— start of Text excerpt —
# Upcoming Trip To Indian River



## Sewey (Jan 10, 2017)

Hello All,

Getting ready to head up to Indian River in a few weeks for my families annual vacation. We stay not far from the Burt Lake State Park, my dad and grandpa fish Burt Lake all week for walleyes. I love this trip and exploring NLP. I plan to take some fishing tackle with me, spinning and fly rod, to do some prodding around the rivers up there. 

Some of you may remember seeing or replying to one of the threads I created when I picked up my fly rod last year for the first time. I've still yet to get a hook up with it, but I also haven't put in a ton of time. So with that, I'm still extremely green when it comes to fishing in general. I'm mostly curious on what techniques or flies I should be throwing while up there. I did some searching on this site as well as YouTube and discovered mousing can be a great way to land some bigger fish. So I've ordered a few mouse patterns and will give that a go, thinking on the Sturgeon River. 

Anyone who has knowledge of the area up there willing to give me an idea of what works this time of year, 3rd week of August, or what rivers or tribs may be more rewarding than others? As always, appreciate any suggestions or information you all are willing to share, can't wait to be up there!


----------



## wadin' forever (Jun 22, 2018)
— end of Text excerpt —
_Aim of the task_. Continue the forum thread about the Indian River fishing trip, starting right after its last line. The data that comes next has no connection to the fishing thread above.
— start of Extracted records —
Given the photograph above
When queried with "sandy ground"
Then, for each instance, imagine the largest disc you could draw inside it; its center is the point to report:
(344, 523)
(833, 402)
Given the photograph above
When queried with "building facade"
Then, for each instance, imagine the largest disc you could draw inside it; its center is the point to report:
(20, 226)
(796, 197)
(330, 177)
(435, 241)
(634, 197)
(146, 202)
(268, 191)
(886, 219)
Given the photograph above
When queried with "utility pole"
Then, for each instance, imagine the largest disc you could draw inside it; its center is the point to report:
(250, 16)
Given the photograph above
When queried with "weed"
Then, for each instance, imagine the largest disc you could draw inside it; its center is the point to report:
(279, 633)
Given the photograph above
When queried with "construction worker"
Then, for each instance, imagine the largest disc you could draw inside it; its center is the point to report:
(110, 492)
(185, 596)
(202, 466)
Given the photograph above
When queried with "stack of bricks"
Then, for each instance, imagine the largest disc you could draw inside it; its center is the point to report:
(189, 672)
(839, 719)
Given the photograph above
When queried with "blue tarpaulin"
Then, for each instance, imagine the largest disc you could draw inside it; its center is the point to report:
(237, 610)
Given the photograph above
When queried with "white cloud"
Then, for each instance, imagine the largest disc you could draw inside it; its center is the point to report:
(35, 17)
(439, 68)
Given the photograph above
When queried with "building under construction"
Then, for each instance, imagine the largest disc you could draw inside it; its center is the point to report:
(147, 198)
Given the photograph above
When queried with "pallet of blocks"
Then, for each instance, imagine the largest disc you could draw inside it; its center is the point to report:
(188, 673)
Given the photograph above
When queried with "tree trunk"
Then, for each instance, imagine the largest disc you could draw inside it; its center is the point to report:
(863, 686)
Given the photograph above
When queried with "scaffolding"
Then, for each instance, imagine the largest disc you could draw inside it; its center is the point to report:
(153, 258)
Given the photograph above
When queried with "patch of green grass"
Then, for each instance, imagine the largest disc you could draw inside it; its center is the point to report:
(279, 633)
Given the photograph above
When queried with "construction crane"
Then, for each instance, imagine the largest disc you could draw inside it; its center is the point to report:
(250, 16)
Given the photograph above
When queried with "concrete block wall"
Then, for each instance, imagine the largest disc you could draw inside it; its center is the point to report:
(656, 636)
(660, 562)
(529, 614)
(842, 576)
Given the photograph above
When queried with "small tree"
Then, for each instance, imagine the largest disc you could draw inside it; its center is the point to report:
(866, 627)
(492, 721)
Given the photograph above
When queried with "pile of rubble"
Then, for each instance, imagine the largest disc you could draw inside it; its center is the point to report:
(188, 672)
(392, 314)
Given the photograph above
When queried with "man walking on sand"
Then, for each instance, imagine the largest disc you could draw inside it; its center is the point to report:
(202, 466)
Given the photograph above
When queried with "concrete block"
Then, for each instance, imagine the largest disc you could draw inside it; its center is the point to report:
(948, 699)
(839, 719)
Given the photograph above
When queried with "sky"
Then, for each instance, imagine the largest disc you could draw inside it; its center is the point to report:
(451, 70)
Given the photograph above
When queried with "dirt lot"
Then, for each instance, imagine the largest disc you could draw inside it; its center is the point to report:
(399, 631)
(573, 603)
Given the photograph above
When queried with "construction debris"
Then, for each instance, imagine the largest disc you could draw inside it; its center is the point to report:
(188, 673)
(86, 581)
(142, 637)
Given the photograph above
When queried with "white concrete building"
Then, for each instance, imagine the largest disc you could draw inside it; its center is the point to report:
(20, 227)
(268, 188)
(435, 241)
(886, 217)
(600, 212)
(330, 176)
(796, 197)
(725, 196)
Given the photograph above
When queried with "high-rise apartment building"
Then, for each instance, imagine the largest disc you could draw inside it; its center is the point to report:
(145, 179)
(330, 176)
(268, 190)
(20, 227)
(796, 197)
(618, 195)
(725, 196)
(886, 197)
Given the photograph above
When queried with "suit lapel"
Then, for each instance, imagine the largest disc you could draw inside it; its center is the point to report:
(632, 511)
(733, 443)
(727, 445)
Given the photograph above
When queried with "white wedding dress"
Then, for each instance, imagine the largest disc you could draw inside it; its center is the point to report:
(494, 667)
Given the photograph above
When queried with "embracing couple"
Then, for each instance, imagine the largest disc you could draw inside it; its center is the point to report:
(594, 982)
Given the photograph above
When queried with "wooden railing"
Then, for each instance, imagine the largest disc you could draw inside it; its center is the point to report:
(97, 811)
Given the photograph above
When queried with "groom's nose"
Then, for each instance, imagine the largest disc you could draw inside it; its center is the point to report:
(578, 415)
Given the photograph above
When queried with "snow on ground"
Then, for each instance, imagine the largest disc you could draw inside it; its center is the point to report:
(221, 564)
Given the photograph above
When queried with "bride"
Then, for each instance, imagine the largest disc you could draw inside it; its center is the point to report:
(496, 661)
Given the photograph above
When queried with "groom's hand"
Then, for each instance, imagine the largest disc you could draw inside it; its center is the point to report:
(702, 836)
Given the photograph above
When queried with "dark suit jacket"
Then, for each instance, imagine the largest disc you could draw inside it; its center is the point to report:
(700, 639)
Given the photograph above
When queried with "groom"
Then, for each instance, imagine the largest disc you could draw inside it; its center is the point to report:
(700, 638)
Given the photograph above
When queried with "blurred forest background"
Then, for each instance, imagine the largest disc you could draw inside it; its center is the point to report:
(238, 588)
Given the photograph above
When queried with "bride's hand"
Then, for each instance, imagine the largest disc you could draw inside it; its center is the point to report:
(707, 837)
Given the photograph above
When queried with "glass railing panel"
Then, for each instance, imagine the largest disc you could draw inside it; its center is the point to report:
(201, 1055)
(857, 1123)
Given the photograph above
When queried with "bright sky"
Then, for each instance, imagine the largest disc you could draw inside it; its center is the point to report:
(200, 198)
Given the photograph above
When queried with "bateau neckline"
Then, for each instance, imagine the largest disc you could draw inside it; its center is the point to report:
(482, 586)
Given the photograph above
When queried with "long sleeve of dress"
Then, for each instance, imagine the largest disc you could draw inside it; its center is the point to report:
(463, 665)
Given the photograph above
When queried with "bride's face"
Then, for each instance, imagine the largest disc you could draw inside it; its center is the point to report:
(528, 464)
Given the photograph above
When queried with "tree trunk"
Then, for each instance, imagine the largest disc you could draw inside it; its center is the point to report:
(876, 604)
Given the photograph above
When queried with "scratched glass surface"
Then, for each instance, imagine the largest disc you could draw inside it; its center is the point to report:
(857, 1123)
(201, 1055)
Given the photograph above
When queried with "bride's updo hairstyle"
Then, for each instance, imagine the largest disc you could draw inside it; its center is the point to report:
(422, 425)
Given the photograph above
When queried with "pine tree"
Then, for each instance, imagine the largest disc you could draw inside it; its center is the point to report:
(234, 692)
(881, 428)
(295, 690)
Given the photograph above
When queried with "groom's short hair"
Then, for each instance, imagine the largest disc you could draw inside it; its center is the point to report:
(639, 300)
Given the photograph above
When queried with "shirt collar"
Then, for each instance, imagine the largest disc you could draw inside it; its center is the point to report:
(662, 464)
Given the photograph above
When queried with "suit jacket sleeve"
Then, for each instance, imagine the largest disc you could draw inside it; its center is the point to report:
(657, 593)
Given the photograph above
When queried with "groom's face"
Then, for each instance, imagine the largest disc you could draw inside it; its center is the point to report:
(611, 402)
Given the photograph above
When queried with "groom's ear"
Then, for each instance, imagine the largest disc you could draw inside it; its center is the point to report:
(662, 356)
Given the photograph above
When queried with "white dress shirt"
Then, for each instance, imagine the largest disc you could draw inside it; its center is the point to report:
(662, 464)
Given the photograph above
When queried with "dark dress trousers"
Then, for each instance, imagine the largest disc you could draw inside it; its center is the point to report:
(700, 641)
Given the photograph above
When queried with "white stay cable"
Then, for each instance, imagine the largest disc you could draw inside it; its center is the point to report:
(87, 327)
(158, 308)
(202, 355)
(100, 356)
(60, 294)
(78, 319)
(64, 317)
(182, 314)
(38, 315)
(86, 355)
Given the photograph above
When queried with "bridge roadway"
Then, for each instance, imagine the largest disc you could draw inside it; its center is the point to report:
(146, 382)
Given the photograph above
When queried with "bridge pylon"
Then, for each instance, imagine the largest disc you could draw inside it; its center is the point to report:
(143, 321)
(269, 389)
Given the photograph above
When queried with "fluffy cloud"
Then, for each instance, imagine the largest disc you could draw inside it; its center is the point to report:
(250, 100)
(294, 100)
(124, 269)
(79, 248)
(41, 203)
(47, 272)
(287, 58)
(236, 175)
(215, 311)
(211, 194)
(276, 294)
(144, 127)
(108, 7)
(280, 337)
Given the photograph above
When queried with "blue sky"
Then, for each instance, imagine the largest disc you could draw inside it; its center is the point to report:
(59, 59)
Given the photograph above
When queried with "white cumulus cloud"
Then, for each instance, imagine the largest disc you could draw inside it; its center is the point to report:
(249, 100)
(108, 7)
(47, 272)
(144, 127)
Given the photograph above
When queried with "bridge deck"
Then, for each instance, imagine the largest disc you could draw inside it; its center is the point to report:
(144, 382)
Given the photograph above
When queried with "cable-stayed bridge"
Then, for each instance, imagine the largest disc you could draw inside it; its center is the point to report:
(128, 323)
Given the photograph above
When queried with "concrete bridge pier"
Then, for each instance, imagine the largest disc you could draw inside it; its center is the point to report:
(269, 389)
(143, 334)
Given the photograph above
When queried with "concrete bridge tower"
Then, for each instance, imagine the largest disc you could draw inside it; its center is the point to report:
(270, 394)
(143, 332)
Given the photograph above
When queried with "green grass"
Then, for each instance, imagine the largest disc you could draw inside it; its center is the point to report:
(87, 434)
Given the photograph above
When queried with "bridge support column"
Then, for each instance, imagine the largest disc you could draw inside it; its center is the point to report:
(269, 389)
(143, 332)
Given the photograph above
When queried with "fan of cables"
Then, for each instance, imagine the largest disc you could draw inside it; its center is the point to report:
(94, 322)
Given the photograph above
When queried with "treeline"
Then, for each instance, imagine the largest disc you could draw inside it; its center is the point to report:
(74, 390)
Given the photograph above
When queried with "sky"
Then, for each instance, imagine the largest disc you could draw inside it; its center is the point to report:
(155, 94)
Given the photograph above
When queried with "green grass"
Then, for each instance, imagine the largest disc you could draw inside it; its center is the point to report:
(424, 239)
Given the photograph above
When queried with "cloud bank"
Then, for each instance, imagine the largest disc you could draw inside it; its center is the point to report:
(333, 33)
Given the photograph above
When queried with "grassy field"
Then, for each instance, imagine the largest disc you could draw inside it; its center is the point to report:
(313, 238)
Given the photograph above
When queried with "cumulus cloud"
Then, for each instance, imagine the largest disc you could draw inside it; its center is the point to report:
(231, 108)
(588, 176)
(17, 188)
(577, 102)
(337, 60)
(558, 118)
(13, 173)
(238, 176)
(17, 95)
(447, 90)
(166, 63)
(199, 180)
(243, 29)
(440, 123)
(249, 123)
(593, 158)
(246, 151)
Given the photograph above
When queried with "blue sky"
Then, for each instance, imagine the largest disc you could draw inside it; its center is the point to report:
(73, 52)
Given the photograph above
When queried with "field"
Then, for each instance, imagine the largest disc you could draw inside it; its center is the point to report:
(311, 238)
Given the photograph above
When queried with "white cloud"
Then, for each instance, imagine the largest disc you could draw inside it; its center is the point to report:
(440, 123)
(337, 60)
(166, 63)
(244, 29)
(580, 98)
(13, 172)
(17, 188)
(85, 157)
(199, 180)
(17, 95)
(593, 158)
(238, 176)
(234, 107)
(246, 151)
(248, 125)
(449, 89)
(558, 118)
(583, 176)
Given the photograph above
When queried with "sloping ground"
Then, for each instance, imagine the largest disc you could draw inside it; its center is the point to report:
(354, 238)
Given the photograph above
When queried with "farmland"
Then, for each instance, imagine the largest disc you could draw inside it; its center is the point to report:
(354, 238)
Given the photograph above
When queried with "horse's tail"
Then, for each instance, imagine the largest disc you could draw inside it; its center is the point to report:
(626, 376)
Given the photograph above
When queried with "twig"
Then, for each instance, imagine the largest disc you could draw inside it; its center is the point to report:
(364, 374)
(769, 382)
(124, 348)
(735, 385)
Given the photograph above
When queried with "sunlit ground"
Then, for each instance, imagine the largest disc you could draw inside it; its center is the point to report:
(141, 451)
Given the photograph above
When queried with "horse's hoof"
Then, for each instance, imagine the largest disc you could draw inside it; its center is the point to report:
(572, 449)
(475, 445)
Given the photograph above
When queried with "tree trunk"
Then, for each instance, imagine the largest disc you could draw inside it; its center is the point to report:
— end of Extracted records —
_Output for this exercise_.
If hoppers are about (brushy grass meadows along river), try and match size and color as best you can. I like sparse pattern with legs, very light yellow body, generally. They can be fished "drowned" too. Ants, bumblebees, anything that looks like horse flies or other terrestrials that you see about. Even big moth pattern in early morning. The Sturgeon is fast and a river that I haven't fished as much as I have wanted and I don't know it that well. Fishing Mickey Finns, Black Nosed Dace or other sparse thin streamer might work in fast current. You have scratched my itch to fish that river again, been a long time!


----------



## MSUICEMAN (Jan 9, 2002)

in a couple weeks, white flies may be going off some. hard to tell really with this weather we've been having. it would be something like a size 14ish white wulff or white miller. other than that, hopper patterns and other terrestrials as was mentioned. been a long time, but trying to dust off the brain on this.


----------



## Sewey (Jan 10, 2017)

Appreciate the recommendations! I think I only have 1 or 2 hopper flies and none of the white wulff or miller's, so I'll pick some up. I know the Sturgeon is fast, is it decent fishing or is my time spent better else where? I'll be shore fishing and wading where possible, not floating anything.


----------



## Aquaholic101 (Jan 1, 2017)

Hit every access/bridge point you can ...Verry swift..I add a shot to get to the bottom of the holes.ant/spider/cricket patterns usually do the trick.all else fails bounce a redworm.can be a verry rewarding river..good luck!


----------



## Sewey (Jan 10, 2017)

Cool, sounds like a few more flies to order and then just start hitting the river. Appreciate all the advice everyone, I'll be sure to report back if I get in to anything, I'll also drop some reports of the walleye fishing on Burt Lake in the warm water inland thread if anyone is curious that week.


----------



## PunyTrout (Mar 23, 2007)

Sewey said:


> I did some searching on this site as well as YouTube and discovered mousing can be a great way to land some bigger fish. So I've ordered a few mouse patterns and will give that a go, thinking on the Sturgeon River.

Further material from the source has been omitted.